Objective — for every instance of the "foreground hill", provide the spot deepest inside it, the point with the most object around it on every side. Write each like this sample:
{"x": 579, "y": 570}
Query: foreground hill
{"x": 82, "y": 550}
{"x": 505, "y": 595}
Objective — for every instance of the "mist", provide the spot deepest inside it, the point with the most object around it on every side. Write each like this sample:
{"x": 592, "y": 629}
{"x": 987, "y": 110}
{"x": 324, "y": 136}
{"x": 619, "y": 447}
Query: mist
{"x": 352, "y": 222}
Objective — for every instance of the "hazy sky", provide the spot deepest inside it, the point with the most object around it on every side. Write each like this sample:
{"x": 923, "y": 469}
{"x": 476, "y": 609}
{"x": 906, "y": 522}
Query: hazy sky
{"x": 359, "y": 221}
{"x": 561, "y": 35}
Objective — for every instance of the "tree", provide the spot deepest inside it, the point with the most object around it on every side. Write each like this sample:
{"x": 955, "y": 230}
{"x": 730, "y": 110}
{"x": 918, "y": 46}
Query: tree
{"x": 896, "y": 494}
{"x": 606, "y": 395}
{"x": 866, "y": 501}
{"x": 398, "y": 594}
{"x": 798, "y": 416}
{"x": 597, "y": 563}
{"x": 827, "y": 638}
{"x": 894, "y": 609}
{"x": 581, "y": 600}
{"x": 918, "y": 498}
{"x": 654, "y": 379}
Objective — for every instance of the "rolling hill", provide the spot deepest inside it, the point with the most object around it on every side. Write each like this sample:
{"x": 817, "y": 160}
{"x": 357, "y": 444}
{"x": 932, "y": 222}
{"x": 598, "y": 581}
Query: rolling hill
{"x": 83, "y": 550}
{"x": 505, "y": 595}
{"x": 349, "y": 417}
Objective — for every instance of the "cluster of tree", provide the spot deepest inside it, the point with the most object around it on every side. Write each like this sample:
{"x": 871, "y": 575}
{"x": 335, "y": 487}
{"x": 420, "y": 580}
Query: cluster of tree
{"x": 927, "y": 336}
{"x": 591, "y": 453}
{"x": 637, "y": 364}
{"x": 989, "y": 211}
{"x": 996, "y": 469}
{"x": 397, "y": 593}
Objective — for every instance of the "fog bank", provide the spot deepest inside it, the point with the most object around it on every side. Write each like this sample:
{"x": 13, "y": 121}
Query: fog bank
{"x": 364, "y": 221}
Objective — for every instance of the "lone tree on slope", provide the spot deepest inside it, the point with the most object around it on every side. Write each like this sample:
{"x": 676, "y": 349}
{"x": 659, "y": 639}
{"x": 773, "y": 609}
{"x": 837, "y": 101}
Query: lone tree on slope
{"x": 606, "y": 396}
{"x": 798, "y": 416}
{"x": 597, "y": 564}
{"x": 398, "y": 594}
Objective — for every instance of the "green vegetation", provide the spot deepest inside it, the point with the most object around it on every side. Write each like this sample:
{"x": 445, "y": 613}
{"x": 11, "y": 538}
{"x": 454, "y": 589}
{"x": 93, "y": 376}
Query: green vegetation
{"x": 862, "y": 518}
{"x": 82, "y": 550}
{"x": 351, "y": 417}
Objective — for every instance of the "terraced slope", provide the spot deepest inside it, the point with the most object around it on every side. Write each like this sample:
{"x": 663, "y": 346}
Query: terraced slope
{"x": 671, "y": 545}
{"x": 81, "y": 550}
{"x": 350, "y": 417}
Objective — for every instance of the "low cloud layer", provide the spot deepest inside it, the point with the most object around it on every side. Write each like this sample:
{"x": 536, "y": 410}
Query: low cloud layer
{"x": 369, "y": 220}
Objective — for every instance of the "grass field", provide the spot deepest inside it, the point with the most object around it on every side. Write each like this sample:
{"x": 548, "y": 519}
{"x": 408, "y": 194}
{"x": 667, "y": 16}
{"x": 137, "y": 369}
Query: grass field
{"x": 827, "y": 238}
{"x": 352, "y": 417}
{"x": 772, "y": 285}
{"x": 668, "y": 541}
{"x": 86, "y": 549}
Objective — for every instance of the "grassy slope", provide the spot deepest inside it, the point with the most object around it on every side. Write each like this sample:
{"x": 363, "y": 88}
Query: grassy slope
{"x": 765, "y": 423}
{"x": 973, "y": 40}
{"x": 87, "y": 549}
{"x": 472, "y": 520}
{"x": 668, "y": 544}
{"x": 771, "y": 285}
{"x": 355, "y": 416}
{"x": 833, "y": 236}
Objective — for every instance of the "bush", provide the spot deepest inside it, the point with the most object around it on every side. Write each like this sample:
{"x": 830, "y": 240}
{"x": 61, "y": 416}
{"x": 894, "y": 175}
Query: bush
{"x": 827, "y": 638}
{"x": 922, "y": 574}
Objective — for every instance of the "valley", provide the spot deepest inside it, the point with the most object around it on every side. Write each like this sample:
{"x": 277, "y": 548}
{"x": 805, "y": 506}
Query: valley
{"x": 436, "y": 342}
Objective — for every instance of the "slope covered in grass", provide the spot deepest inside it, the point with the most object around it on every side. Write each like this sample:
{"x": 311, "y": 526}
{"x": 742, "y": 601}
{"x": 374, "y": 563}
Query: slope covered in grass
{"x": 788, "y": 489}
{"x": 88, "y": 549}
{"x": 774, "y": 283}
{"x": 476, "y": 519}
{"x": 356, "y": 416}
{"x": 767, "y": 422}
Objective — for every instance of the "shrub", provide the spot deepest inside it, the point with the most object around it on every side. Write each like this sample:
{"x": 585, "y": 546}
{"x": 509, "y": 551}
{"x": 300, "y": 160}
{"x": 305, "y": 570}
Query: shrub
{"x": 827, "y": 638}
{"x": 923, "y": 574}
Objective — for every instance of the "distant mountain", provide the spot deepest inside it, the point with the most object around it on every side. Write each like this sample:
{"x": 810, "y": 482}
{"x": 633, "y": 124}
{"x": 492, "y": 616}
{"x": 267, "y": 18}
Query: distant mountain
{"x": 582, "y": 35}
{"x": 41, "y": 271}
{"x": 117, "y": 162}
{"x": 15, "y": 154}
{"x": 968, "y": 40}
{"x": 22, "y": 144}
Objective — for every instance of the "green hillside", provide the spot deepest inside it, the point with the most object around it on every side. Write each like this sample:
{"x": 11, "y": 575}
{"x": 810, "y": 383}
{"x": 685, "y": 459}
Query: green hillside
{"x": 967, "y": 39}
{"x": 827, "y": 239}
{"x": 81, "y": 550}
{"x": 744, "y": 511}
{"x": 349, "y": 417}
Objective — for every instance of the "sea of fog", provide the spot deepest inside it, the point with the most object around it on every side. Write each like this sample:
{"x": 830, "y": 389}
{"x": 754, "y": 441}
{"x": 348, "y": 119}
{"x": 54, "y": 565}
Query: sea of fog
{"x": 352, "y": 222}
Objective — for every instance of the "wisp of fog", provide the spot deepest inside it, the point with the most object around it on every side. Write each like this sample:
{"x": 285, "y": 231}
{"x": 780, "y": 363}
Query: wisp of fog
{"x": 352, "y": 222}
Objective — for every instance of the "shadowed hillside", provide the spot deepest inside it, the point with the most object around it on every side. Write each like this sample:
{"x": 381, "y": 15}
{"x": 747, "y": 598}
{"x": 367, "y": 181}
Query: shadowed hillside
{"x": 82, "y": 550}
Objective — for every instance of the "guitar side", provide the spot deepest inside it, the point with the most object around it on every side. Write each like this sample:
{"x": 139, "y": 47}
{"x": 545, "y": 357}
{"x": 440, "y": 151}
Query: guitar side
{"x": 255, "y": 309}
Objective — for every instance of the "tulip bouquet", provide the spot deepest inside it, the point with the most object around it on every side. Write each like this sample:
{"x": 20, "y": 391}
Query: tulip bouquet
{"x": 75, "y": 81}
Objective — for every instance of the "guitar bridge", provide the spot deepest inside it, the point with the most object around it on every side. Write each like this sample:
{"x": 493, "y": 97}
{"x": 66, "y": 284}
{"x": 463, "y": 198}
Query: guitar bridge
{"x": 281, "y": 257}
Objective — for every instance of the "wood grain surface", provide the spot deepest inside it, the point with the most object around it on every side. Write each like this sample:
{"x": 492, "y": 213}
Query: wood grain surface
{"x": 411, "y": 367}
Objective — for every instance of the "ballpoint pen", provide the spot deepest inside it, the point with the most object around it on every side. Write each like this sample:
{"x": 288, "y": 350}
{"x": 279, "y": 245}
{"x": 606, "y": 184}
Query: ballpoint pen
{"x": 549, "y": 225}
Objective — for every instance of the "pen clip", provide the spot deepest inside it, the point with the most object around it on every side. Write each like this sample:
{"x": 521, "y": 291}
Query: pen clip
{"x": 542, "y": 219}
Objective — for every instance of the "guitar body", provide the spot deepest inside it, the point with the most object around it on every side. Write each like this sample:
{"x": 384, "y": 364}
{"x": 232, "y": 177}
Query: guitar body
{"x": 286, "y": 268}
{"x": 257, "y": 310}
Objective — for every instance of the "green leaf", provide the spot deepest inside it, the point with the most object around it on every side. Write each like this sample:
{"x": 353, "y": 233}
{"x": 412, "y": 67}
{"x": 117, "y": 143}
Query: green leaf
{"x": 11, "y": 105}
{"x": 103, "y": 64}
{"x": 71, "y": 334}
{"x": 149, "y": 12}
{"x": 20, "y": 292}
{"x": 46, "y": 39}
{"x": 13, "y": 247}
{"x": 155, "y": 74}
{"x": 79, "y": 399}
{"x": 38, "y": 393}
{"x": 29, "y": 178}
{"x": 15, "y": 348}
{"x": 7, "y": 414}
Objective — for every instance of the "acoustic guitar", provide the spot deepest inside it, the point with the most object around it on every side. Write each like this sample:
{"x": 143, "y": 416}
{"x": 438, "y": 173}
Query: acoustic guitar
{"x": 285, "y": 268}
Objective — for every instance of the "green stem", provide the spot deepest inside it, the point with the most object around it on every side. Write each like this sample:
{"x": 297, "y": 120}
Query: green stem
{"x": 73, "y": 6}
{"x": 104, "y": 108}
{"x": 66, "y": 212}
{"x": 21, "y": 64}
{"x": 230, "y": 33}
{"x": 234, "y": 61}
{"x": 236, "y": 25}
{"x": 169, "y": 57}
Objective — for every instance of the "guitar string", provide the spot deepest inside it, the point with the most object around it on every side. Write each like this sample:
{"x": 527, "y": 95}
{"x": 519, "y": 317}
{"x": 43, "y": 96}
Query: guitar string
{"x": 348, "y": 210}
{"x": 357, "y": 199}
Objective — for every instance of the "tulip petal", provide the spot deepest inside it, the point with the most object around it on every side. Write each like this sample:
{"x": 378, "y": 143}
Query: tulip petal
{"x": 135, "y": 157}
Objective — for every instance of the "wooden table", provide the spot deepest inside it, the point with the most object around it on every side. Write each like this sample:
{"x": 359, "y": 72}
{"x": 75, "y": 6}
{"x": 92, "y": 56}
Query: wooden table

=-=-=-=-=

▶ [Assignment]
Which lines hold the string "wooden"? Copy all of them from the data above.

▶ [Result]
Objective — for every instance of the "wooden table", provide the spot deepest inside it, the point with the most object around it on every side. Write each like this sample:
Query: wooden table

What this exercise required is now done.